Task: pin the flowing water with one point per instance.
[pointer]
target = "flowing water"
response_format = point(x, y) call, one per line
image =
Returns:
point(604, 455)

Stated problem — Rescale the lines above by writing all of them out again, requests included, with every point coordinate in the answers multiplied by 0.5 and rounded to a whole number, halves rounded up.

Answer to this exercise —
Task: pin the flowing water with one point per instance.
[pointer]
target = "flowing water"
response_format = point(x, y) call, one per line
image =
Returns:
point(302, 228)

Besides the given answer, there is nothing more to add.